__Required action__
Match the string "jersey" against each line below, and copy every line that matches.

__Record excerpts__
■ ■ ■ ■ ■
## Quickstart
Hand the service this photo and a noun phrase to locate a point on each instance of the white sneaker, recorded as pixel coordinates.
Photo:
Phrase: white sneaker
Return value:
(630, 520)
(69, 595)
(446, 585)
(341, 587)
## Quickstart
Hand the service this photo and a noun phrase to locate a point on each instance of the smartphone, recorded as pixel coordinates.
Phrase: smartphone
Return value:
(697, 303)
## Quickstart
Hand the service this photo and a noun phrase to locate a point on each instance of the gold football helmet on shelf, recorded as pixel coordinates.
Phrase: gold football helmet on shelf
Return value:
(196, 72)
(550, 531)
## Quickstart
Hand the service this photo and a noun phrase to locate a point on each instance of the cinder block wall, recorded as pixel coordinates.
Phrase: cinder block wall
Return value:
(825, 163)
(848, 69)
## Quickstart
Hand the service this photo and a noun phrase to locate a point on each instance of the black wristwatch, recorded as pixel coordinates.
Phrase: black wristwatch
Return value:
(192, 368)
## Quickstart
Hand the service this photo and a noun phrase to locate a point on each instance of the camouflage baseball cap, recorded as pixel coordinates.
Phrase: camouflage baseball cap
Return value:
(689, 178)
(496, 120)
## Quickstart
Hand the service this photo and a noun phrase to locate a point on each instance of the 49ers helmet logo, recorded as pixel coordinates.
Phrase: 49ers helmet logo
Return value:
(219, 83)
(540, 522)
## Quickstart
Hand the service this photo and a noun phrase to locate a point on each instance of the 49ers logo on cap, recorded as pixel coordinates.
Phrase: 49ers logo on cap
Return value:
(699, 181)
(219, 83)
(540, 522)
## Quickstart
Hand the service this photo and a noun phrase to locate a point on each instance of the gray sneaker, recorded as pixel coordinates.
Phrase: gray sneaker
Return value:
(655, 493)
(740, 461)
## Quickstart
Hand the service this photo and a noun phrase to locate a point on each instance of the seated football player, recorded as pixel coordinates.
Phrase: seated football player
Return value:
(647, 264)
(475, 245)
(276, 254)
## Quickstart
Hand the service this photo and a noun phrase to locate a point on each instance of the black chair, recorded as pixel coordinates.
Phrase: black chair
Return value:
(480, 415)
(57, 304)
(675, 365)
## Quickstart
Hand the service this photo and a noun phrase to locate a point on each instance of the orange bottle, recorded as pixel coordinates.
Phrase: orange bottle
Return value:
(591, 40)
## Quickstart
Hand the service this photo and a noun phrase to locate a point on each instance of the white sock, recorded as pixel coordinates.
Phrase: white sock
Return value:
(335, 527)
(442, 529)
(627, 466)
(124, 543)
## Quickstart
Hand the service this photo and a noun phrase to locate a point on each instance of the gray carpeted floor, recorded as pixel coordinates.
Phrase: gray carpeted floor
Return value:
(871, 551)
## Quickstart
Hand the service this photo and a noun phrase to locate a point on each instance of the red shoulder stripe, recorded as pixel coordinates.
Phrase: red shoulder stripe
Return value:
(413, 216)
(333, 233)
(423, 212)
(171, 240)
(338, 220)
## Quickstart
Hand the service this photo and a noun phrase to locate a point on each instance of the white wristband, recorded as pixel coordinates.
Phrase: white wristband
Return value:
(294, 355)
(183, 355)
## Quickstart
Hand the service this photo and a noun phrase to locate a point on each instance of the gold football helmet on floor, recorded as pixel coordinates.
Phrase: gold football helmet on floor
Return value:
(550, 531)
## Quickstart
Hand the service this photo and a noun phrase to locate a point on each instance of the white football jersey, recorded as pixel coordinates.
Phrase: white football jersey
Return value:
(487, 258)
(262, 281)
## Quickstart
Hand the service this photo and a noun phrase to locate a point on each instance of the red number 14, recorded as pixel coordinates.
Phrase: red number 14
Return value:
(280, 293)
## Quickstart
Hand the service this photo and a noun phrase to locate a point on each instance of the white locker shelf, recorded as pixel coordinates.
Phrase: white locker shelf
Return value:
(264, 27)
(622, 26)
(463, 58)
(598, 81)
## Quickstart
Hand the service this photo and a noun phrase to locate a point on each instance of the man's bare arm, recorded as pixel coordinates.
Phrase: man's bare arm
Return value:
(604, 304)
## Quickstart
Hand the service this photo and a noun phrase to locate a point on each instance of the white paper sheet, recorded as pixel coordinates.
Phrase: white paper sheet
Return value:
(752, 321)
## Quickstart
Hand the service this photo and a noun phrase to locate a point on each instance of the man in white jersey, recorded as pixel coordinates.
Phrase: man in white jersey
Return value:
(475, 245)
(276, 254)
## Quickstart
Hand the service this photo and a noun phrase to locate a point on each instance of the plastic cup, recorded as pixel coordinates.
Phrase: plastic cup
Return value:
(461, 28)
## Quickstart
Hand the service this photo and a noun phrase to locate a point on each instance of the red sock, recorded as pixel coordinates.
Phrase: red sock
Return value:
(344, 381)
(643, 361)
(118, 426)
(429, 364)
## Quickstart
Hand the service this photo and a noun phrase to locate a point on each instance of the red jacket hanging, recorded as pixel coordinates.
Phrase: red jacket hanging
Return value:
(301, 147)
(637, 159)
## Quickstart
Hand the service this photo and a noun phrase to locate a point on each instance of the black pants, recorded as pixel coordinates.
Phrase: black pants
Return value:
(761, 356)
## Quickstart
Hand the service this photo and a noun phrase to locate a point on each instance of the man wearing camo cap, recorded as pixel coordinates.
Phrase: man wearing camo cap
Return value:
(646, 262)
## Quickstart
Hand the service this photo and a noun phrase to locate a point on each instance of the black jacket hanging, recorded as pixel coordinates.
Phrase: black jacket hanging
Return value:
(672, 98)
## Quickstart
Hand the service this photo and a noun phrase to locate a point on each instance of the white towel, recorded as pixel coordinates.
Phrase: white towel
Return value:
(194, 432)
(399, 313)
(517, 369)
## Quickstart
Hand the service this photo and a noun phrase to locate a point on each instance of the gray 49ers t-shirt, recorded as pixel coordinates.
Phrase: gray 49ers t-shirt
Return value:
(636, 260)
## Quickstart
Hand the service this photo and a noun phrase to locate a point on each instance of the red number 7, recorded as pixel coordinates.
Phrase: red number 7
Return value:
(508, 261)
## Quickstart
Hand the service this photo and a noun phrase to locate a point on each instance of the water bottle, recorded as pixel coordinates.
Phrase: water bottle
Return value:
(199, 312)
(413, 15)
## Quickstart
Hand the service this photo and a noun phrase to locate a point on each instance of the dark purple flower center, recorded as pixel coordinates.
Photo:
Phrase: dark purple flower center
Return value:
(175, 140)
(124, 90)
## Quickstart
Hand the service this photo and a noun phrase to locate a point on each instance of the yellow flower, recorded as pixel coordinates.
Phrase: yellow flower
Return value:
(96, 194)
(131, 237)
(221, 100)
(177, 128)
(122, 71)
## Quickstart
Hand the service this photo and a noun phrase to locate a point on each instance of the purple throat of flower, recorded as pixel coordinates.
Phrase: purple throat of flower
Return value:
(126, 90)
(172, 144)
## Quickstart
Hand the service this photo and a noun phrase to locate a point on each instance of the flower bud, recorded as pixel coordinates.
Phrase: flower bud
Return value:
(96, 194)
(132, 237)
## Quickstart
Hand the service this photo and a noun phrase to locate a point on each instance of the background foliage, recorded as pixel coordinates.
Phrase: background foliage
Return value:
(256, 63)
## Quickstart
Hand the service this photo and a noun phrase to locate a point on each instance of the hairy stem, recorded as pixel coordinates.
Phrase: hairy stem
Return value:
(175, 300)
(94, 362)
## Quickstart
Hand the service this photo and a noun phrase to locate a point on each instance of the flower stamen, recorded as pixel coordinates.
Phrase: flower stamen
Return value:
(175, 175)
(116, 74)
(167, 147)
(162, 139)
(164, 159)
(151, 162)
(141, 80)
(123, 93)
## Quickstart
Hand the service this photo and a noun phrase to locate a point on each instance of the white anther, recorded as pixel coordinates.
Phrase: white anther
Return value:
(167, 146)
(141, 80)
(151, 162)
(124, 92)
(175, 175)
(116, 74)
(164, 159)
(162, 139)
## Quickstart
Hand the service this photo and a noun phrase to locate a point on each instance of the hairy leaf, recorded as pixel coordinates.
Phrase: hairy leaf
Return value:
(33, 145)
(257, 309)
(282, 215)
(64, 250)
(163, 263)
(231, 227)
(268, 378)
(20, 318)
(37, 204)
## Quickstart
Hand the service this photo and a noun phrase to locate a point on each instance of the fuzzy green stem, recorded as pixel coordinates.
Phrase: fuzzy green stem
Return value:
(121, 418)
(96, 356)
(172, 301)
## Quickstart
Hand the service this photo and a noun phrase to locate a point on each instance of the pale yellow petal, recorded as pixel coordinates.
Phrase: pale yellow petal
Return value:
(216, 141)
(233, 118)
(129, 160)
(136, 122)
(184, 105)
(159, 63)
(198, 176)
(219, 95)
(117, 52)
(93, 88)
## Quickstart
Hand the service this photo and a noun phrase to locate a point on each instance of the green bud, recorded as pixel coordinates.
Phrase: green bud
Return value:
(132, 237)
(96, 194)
■ ■ ■ ■ ■
__Written solution__
Hand the service this photo and a noun phrase to locate a point on each instance of the white football jersey, recorded as pixel coordinates.
Phrase: white football jersey
Hand the service this photo and a noun phrase to locate a point on each instance of the man in white jersey, recorded as pixel coordinates.
Phrase: man in white jersey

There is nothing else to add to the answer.